— READING PASSAGE —
Figure 11 shows the spectral output of a CRIT resonator. It is evident from figure 11 that the resonant wavelength diverges from a central resonant wavelength (blue spectrum) which results in resonance splitting. The blue spectrum of figure 11 represents an ideally coupled CRIT resonator.

The splitting shown in figure 11 is induced by contra-rotating resonant modes producing a spectral division of the ideally coupled (blue) resonant peak. The differential spectral distance between the split resonant peaks is a function of the ring-to-ring coupling strength (coefficient). The optical transparency remains at the reference (blue) resonant wavelength. This is in contrast with figure 10 where the optical transparency is a result of a phase induced resonant wavelength shift from a reference wavelength.

If it were required to use the CRIT as a sensing device, the method to infer the stimulus causing the resonance change would require measuring the differential wavelengths of the induced split and/or to measure the amplitude of the minima of the split peak. Conversely, using the OTRR as a sensor, the stimulus can be inferred by measuring the shift in wavelength from the stationary reference wavelength and also to measure the change in the extinction ratio of the shifted resonant peak. Both the methods appear to acquire the same output data but the OTRR enables a less complex method of data acquisition.

— CHALLENGE A —
Answer these questions about the resonator text:
(i) What does the blue spectrum of figure 11 represent?
(ii) What is the differential spectral distance between the split resonant peaks a function of?
(iii) Which device enables a less complex method of data acquisition?
The text and the rows were taken from separate sources.

— EXTRACTED MATERIAL —
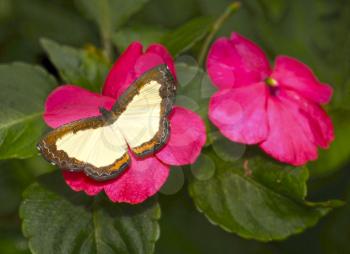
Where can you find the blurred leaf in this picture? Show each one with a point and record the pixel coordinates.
(145, 35)
(252, 200)
(87, 68)
(34, 19)
(336, 233)
(185, 231)
(76, 223)
(316, 32)
(283, 179)
(194, 88)
(5, 9)
(110, 14)
(338, 154)
(187, 35)
(13, 243)
(23, 92)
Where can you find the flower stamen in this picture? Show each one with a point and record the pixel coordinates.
(271, 82)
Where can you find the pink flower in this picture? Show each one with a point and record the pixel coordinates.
(277, 108)
(144, 177)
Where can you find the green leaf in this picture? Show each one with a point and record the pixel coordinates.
(83, 67)
(187, 35)
(335, 238)
(73, 222)
(110, 14)
(23, 92)
(251, 199)
(334, 158)
(145, 35)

— CHALLENGE B —
Render the rows as a Markdown table with the columns No. and Line. Start at the line with "Where can you find the pink" and go up to and including the last line of the rows, numbering each line and skipping blank ones.

— OUTPUT A —
(i) An ideally coupled CRIT resonator.
(ii) The ring-to-ring coupling strength (coefficient).
(iii) The OTRR.

— OUTPUT B —
| No. | Line |
|---|---|
| 1 | Where can you find the pink flower in this picture? Show each one with a point and record the pixel coordinates. |
| 2 | (277, 108) |
| 3 | (144, 177) |
| 4 | Where can you find the green leaf in this picture? Show each one with a point and record the pixel coordinates. |
| 5 | (83, 67) |
| 6 | (187, 35) |
| 7 | (335, 238) |
| 8 | (73, 222) |
| 9 | (110, 14) |
| 10 | (23, 92) |
| 11 | (251, 199) |
| 12 | (334, 158) |
| 13 | (145, 35) |